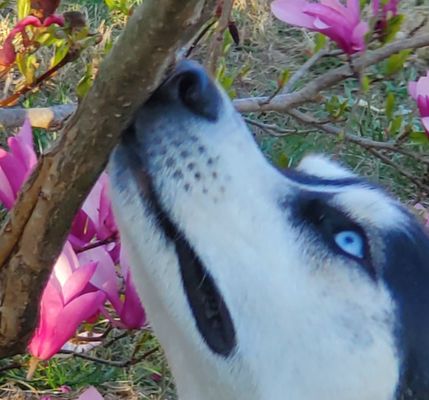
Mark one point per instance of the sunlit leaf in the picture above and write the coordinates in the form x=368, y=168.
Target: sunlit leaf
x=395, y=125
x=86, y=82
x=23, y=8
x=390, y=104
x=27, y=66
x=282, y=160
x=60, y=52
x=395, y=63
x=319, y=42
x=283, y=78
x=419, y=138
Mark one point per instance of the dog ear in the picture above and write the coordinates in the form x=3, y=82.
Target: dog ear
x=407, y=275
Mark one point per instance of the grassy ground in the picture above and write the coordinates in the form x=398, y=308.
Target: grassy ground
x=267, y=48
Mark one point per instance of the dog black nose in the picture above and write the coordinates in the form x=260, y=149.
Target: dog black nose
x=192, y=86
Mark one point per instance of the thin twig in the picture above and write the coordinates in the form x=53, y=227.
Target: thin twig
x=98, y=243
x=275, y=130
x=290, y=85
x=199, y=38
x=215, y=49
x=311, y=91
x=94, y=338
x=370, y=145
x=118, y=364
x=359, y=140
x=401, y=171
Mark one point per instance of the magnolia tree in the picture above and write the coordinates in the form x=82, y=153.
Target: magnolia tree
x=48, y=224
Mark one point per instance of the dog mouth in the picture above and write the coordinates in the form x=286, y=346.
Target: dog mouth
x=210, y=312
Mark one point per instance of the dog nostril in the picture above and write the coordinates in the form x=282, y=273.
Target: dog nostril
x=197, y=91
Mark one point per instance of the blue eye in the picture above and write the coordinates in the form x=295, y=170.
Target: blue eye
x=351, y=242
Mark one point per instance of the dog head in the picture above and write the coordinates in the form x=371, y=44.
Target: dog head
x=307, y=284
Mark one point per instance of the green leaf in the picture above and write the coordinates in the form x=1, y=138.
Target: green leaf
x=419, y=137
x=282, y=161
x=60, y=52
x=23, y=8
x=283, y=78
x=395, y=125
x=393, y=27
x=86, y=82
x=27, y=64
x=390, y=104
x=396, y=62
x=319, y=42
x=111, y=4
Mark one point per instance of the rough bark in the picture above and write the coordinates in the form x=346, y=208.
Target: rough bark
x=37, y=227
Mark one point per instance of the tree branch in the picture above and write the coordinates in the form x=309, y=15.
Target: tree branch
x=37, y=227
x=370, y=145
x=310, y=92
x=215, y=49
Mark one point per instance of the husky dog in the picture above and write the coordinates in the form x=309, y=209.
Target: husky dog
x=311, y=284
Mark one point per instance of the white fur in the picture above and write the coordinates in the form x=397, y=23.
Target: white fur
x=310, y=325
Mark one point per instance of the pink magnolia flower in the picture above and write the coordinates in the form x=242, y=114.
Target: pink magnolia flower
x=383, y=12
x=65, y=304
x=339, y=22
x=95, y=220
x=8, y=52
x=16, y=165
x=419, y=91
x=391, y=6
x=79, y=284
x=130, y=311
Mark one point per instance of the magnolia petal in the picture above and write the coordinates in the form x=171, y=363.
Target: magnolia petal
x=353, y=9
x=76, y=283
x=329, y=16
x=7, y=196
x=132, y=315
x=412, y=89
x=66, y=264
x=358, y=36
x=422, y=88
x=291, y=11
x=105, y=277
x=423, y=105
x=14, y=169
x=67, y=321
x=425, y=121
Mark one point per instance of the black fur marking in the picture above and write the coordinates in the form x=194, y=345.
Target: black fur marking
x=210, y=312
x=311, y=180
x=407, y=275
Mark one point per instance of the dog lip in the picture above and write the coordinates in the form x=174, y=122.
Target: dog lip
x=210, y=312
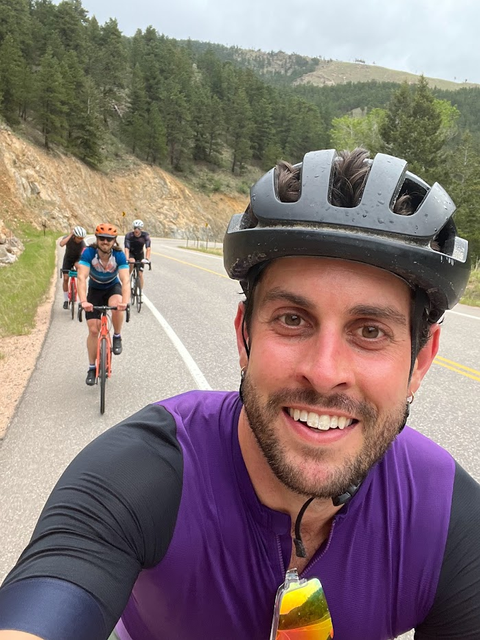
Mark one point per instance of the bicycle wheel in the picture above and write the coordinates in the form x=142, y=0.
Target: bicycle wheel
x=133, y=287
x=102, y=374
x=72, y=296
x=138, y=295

# EXERCISE DIRECTIONS:
When you reach the line that contains "Target: dog lip", start reproducing, and continue word for word to the end of the records; skip all pictures.

# ANSWER TO THE PROBLEM:
Target: dog lip
x=210, y=312
Mark one point per instance of the bicycle wheel in the picture above and write the coordinates in the form x=142, y=0.
Target: bicycle wheel
x=133, y=287
x=102, y=374
x=72, y=296
x=138, y=295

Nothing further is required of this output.